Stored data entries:
◆ ◆ ◆ ◆ ◆

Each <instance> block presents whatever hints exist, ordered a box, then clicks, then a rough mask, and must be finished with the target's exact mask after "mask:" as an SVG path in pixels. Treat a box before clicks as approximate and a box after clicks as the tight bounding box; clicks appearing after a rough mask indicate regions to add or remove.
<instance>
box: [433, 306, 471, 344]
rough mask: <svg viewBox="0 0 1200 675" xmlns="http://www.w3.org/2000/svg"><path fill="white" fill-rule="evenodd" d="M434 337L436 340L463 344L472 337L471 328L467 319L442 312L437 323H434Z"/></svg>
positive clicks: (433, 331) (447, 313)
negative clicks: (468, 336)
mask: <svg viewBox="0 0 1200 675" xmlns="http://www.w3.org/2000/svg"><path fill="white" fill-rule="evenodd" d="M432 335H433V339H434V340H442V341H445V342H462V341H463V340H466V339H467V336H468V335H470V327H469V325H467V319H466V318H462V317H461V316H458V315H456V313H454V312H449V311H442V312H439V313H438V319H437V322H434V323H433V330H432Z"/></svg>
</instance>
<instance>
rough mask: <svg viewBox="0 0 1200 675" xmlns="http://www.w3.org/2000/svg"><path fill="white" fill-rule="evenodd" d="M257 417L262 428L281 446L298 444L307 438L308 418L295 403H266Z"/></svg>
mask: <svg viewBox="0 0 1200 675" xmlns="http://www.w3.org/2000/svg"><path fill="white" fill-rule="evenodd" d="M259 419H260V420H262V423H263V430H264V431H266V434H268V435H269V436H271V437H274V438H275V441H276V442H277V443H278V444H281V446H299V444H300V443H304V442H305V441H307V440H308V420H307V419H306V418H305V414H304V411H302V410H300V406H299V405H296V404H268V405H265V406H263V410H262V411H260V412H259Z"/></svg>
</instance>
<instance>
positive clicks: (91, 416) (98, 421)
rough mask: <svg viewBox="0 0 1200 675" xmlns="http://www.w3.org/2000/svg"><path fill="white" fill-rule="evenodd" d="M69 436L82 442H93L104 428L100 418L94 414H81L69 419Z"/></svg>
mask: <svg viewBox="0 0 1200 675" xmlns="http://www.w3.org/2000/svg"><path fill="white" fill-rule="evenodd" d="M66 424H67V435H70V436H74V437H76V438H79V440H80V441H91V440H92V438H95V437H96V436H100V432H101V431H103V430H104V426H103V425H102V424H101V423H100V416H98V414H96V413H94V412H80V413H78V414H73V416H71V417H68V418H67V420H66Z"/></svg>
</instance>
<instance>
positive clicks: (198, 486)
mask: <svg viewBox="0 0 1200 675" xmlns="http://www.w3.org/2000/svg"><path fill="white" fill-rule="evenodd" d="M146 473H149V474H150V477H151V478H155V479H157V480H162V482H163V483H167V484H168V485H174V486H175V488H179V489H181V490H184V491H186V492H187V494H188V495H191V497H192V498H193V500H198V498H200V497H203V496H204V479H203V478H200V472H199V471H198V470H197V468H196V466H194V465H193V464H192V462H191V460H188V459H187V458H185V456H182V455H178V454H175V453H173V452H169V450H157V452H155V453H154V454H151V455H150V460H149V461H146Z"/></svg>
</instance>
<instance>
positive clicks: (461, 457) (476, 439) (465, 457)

◆ ◆ ◆ ◆ ◆

> What you should do: Set down the entries above once more, verbatim.

> Written solution:
Each <instance> block presents whatever hints exist, ordered a box, then clicks, then a rough mask, and must be finished with the target's exact mask after "mask:" as an SVG path in pixels. Treat a box before clicks as approximate and a box after clicks as the tight bounding box; clicks appearing after a rough mask indicate regions to add or remove.
<instance>
box: [433, 306, 471, 344]
rough mask: <svg viewBox="0 0 1200 675" xmlns="http://www.w3.org/2000/svg"><path fill="white" fill-rule="evenodd" d="M434 337L436 340L463 344L472 337L471 328L467 319L442 312L437 323H434Z"/></svg>
positive clicks: (433, 331) (447, 313)
negative clicks: (468, 336)
mask: <svg viewBox="0 0 1200 675" xmlns="http://www.w3.org/2000/svg"><path fill="white" fill-rule="evenodd" d="M432 335H433V339H434V340H442V341H445V342H462V341H463V340H466V339H467V336H468V335H470V327H469V325H467V319H466V318H462V317H461V316H458V315H456V313H454V312H449V311H442V312H439V313H438V319H437V322H434V323H433V330H432Z"/></svg>
</instance>
<instance>
rough mask: <svg viewBox="0 0 1200 675" xmlns="http://www.w3.org/2000/svg"><path fill="white" fill-rule="evenodd" d="M257 417L262 428L281 446L298 444L307 438L308 418L295 403H266Z"/></svg>
mask: <svg viewBox="0 0 1200 675" xmlns="http://www.w3.org/2000/svg"><path fill="white" fill-rule="evenodd" d="M259 419H260V420H262V423H263V430H264V431H266V434H268V435H269V436H271V437H274V438H275V441H276V442H277V443H278V444H281V446H299V444H300V443H304V442H305V441H307V440H308V420H307V419H306V418H305V414H304V411H302V410H300V406H299V405H296V404H268V405H265V406H263V410H262V411H260V412H259Z"/></svg>
</instance>
<instance>
positive clicks: (91, 416) (98, 421)
rough mask: <svg viewBox="0 0 1200 675" xmlns="http://www.w3.org/2000/svg"><path fill="white" fill-rule="evenodd" d="M69 436L82 442H93L104 428L100 418L94 414H81L69 419Z"/></svg>
mask: <svg viewBox="0 0 1200 675" xmlns="http://www.w3.org/2000/svg"><path fill="white" fill-rule="evenodd" d="M66 424H67V435H70V436H74V437H76V438H79V440H80V441H91V440H92V438H95V437H96V436H100V432H101V431H103V430H104V426H103V425H102V424H101V423H100V416H98V414H96V413H94V412H80V413H78V414H73V416H71V417H68V418H67V420H66Z"/></svg>
</instance>
<instance>
positive clicks: (198, 486)
mask: <svg viewBox="0 0 1200 675" xmlns="http://www.w3.org/2000/svg"><path fill="white" fill-rule="evenodd" d="M146 473H149V474H150V477H151V478H155V479H157V480H162V482H163V483H167V484H168V485H174V486H175V488H179V489H181V490H184V491H186V492H187V494H188V495H191V497H192V498H193V500H198V498H200V497H203V496H204V479H203V478H200V472H199V471H198V470H197V468H196V466H194V465H193V464H192V462H191V460H188V459H187V458H185V456H182V455H178V454H175V453H173V452H169V450H157V452H155V453H154V454H151V455H150V460H149V461H146Z"/></svg>
</instance>
<instance>
positive clicks: (461, 457) (476, 439) (465, 457)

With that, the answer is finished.